--- Extracted data ---
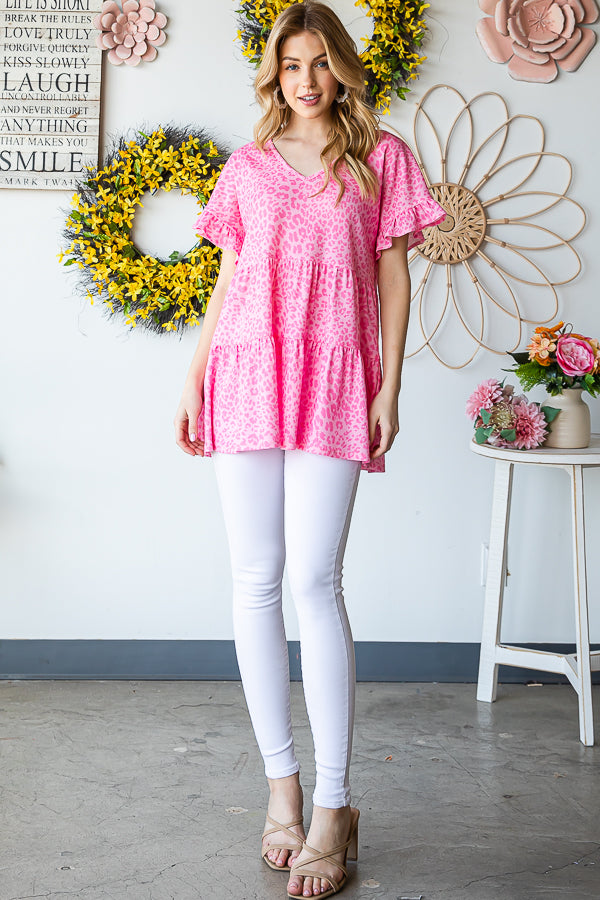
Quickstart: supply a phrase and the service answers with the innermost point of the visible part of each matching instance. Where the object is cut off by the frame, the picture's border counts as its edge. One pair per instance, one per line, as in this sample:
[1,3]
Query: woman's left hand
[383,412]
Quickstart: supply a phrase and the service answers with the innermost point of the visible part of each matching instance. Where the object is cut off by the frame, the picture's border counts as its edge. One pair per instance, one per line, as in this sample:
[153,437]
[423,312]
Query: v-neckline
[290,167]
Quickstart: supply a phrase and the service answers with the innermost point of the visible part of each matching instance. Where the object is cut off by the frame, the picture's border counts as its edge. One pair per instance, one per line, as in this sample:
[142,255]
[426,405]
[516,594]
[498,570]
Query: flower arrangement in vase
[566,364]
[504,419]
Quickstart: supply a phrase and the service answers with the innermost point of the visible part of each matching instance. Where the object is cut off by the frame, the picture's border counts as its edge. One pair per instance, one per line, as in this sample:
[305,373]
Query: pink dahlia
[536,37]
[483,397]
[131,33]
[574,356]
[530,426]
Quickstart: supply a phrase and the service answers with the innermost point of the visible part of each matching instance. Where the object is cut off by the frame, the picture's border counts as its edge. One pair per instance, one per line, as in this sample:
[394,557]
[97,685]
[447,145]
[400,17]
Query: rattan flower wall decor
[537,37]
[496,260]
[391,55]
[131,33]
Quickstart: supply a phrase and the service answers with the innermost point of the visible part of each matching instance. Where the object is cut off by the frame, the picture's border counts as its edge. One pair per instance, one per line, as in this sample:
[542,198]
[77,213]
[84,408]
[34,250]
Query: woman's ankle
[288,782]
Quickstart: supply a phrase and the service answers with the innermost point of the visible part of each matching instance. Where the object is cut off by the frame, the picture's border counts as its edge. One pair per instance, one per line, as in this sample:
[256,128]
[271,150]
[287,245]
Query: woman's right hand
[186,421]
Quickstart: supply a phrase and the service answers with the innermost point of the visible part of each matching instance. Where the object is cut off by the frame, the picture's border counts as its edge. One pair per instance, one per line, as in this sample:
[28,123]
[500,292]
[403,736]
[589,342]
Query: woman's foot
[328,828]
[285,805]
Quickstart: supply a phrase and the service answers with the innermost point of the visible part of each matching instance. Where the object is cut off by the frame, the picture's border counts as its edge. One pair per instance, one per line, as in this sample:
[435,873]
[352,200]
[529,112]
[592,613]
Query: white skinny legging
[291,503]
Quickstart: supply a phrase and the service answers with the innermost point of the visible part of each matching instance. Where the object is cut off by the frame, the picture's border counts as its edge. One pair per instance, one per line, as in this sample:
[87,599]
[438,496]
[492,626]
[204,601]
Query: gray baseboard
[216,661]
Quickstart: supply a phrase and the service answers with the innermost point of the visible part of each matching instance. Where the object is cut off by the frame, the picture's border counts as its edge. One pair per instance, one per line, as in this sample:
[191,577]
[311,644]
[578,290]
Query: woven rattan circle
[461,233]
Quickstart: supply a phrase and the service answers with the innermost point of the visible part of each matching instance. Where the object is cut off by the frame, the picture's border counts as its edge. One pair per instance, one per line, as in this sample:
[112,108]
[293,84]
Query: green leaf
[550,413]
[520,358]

--- Action item ---
Write out the records once more, word for word, though without the pictures they contain.

--- Output below ---
Quickstart: supply a phrase and the service answers with the innermost point of the visible part of each matching instance. Where the object is cut off by the frame, the picture's border counts as its edge. One pair per instance, one per line, as in this sample:
[1,3]
Query: woman's left hand
[383,412]
Quickstart: supply a phrase and the service answers with the innermost point of the visible part of each matching instance. Where the object is cut off by the frame, the picture's border counts as its edge. One pair per instance, one per line, as in this sample:
[153,437]
[423,312]
Query: v-neckline
[290,167]
Quickstart: supply a phrase and the service answers with the innermost point of the visible part of each matching instance. Where the object is cut off by the frame, the picture's border counts as its edge. One pair per instance, one per line, as in this sample:
[142,255]
[426,405]
[516,594]
[498,570]
Query: flower arrangement in vase
[566,364]
[504,419]
Quickstart: supply a phrase and the service answers with the innermost point of the visible part of each matching instance. Where the object is cut off by the frame, the picture's border counts as its edge. One pair per instance, one per line, as in this sample:
[305,373]
Query: pink dahlia
[536,37]
[483,397]
[131,33]
[574,356]
[530,426]
Quickstart: supply a phrase and the service answers with the innermost point of the visible part of each matching instance. Where the object is cut off by the frame, the picture's border counts as its edge. One pair per instance, one per line, as in this sample:
[394,557]
[97,685]
[447,145]
[400,17]
Query: rattan flower wall decor
[537,37]
[496,260]
[391,55]
[131,33]
Quickstart: supply a phrase and the service answers with the innermost point of the visible part of each matching instance. Where the object is cut off by the frame, the picture's border counts as its edge. One pair per instance, one per line, as in this sample:
[542,198]
[77,213]
[84,408]
[34,250]
Query: woman's ankle
[288,782]
Quickstart: supply a phrase and the service answers with the innermost point of the visible part of each matching instance. Where the object is cut off by the frame, the picture's border counts as its edge. One pair per instance, one per line, as in this sample:
[256,128]
[271,150]
[287,245]
Query: woman's right hand
[186,421]
Quickstart: supply a phrase and the service answers with the innermost point of the visible part of each matching instance. Where the object is cut off by the frame, the picture's border counts as its edge. One pair per instance, one per line, as in this sample:
[28,123]
[500,292]
[403,736]
[589,342]
Query: woman's foot
[328,828]
[285,805]
Quickstart: supply a phrase and the service answers with the innermost point of the visible part of each matching instance. Where the object is cut off by the frame, the picture's border counts as its edge. One pair per instance, one per line, as in this sample:
[435,873]
[352,200]
[529,112]
[592,613]
Query: white skinny legging
[291,503]
Quickstart: supply a phrase and the service answers with the innermost point of the visible part of each matching instance. Where the object is cut off by the frame, the picture's border counts as its edge. One pair per instance, one per line, as in this sample:
[87,599]
[438,496]
[492,626]
[204,601]
Query: gray baseboard
[216,661]
Quickstart: supply a phrase and the service answers with the innermost point of the visible part of each matching instance. Where the object is cut off by the frame, the picture's border counts as its edge. One pair per instance, one per line, as in this sample:
[191,577]
[311,644]
[578,290]
Query: woven rattan circle
[461,233]
Quickstart: supply a phrase and the service answers with the innermost point of the visible part of each matching instance. Where the object is cut off by the frame, the picture's border counts as its edge. One pair per instance, one per line, as in this sample:
[112,108]
[293,84]
Query: green leaf
[550,413]
[520,358]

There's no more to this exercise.